- _TEXTE FOURNI_:
==============================

Dès qu'on fait le bilan des festivals ou des grands événements, on s'empresse de calculer les retombées économiques pour mesurer leur succès ou pour évaluer la pertinence des subventions gouvernementales qu'elles reçoivent.

C'est à la fois trop et pas assez. Trop parce que les calculs de retombées sont imprécis et souvent gonflés. Et pas assez parce que ces calculs ne tiennent pas compte d'une foule d'impacts significatifs, mais qui sont difficiles à mesurer ou qui sortent du champ de l'économie. Les chiffres, c'est bien beau, mais il n'y a pas que ça. Les bénéfices intangibles doivent aussi entrer dans la balance.

==============================

- _EXERCICES À TRAITER_:
[1] Dans le texte sur les retombées économiques des festivals, pourquoi les calculs de retombées en font-ils « trop » ?
[2] Reproduisez mot pour mot tout le passage du texte sur les retombées économiques des festivals, depuis « Dès qu'on fait » jusqu'à « gouvernementales qu'elles reçoivent. ».

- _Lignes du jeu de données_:
==============================

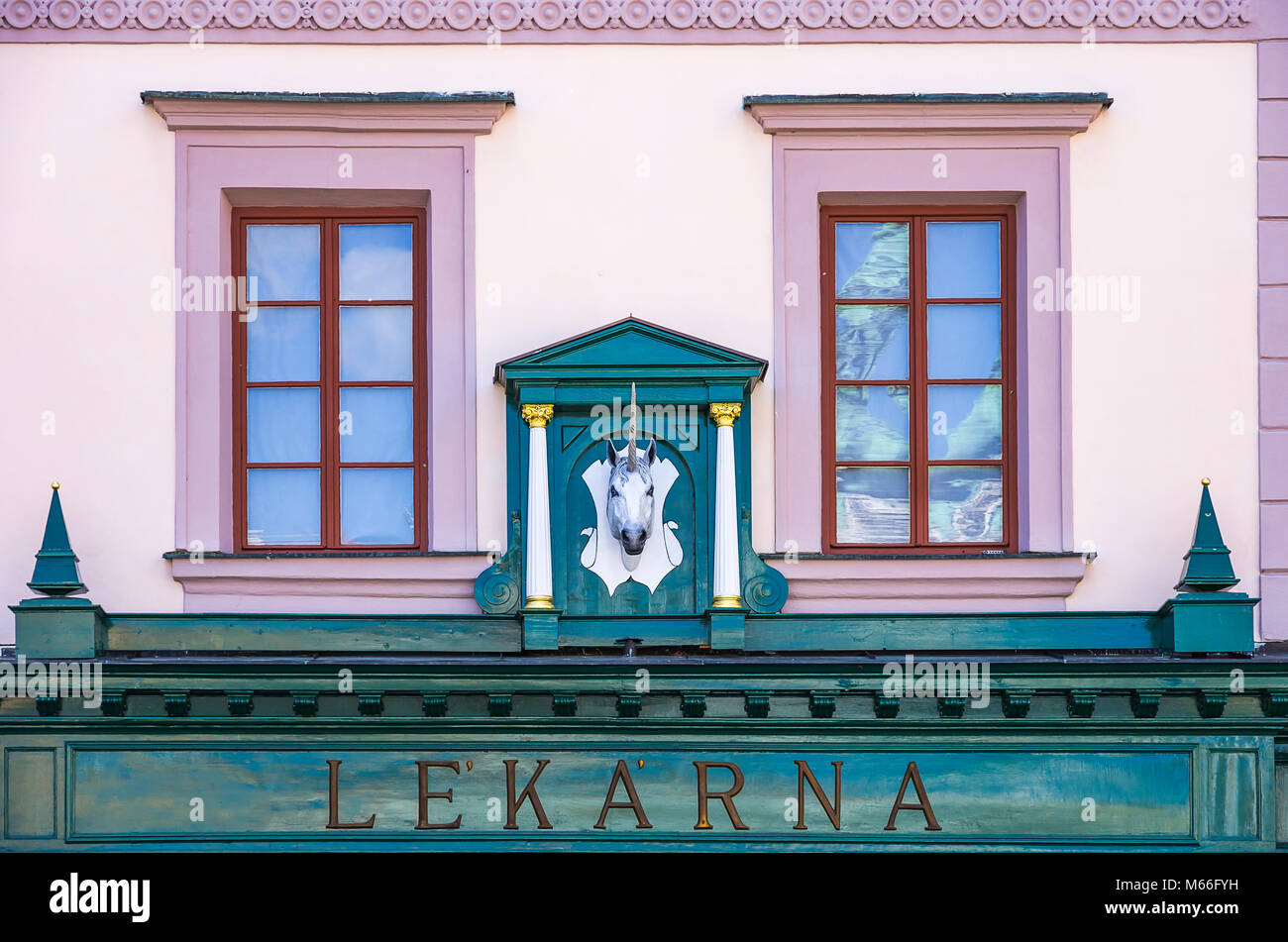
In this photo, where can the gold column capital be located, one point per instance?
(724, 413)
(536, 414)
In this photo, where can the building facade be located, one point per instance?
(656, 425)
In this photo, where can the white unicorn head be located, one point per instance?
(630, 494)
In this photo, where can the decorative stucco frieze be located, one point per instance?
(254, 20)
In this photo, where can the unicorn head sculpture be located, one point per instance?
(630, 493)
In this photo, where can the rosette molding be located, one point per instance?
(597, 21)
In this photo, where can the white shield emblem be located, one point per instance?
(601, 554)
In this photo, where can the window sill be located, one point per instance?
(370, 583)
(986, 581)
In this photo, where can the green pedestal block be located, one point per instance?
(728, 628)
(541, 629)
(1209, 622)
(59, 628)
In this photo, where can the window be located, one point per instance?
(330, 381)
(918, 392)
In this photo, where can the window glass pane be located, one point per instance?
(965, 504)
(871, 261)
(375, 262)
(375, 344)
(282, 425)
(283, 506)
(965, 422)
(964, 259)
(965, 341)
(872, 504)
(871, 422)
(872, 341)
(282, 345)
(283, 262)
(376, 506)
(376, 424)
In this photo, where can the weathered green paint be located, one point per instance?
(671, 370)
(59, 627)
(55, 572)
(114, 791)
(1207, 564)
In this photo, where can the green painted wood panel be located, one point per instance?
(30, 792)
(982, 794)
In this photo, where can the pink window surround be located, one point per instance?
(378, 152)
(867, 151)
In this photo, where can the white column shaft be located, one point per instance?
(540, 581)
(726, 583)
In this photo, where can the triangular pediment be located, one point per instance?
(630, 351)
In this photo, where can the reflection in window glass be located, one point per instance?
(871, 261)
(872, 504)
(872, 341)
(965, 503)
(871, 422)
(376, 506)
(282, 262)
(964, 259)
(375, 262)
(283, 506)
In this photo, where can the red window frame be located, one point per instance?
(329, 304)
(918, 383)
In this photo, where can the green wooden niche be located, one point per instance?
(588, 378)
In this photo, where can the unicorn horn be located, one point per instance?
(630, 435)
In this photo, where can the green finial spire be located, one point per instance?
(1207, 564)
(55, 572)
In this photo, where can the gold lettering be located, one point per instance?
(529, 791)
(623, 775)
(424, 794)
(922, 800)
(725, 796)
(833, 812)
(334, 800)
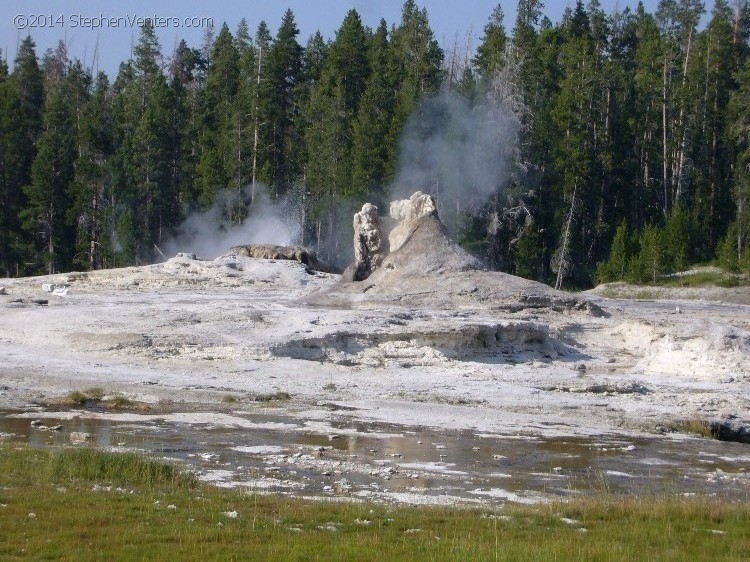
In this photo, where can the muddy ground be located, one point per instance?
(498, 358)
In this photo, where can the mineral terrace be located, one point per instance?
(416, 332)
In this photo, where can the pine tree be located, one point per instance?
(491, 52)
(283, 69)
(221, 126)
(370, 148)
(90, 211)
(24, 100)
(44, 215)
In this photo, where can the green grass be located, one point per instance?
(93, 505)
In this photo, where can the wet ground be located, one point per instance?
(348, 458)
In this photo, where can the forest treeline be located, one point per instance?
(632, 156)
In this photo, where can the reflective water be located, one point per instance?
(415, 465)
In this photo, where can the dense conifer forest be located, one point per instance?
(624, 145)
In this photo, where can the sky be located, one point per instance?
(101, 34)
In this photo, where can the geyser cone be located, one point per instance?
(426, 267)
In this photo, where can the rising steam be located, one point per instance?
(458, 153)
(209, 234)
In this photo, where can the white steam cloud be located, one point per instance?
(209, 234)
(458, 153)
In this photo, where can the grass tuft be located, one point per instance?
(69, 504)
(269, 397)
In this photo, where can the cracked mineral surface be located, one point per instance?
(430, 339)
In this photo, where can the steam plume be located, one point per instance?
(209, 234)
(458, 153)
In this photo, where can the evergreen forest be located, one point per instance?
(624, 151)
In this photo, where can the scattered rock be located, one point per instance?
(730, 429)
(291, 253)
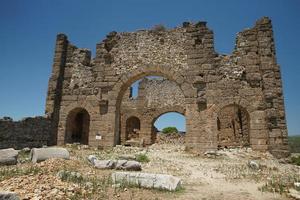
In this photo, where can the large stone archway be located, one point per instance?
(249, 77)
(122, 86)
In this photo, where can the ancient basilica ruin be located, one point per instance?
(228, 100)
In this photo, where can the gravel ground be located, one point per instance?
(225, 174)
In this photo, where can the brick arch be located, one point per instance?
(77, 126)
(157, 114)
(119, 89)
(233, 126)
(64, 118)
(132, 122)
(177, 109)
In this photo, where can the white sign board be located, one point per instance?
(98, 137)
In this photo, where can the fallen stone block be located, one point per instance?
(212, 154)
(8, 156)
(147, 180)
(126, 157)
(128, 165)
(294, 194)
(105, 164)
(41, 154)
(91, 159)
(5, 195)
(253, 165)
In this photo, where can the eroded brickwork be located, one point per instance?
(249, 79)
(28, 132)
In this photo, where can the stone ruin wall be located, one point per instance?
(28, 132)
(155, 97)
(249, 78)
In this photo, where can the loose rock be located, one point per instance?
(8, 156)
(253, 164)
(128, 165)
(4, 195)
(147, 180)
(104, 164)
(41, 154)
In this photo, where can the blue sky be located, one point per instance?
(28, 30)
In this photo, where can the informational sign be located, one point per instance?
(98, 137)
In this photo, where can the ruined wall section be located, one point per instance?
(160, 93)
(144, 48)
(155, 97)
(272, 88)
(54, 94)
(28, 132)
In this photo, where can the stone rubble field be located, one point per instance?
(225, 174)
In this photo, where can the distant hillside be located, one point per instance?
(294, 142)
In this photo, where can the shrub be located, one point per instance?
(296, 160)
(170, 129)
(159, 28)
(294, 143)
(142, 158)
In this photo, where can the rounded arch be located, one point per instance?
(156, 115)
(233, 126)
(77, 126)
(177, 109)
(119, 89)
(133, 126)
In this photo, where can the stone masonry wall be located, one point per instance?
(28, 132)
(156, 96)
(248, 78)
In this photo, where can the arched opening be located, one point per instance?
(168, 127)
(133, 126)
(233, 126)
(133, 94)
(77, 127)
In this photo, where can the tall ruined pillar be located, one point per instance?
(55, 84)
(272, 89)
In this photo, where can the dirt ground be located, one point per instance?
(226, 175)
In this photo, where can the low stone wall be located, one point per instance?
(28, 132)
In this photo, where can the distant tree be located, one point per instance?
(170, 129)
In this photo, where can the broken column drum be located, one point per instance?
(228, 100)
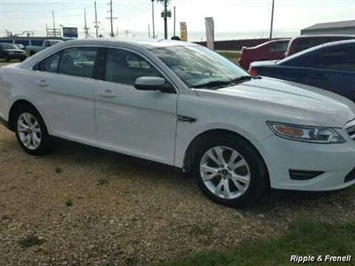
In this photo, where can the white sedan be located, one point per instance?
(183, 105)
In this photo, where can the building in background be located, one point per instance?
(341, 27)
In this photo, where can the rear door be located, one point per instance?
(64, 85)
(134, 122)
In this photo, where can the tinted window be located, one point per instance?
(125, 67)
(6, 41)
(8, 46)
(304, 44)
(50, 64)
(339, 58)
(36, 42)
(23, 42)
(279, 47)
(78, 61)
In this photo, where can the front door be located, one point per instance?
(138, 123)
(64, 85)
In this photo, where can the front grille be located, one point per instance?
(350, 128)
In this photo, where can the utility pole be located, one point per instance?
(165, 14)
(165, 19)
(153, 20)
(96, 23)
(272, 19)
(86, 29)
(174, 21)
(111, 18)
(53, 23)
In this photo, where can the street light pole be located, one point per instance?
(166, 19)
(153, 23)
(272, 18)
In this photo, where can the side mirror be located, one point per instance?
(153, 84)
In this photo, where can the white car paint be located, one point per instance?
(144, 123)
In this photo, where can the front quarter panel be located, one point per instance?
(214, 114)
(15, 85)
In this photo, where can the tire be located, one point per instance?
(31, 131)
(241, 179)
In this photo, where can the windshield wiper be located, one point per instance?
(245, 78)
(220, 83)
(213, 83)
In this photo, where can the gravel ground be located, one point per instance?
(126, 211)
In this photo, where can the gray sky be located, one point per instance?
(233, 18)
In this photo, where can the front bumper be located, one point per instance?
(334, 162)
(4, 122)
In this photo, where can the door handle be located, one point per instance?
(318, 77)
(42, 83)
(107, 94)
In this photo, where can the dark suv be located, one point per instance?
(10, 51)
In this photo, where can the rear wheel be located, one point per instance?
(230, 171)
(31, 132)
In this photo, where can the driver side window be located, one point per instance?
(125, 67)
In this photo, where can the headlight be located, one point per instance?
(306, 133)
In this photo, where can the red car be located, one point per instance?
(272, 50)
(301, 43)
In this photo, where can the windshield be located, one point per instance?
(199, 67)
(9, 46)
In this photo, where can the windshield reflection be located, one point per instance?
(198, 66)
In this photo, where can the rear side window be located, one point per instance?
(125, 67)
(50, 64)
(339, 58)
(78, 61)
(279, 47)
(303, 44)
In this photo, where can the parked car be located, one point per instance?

==============================

- _CORRIGÉ DES EXERCICES_:
[1] Parce qu'ils sont imprécis et souvent gonflés.

[2]
Dès qu'on fait le bilan des festivals ou des grands événements, on s'empresse de calculer les retombées économiques pour mesurer leur succès ou pour évaluer la pertinence des subventions gouvernementales qu'elles reçoivent.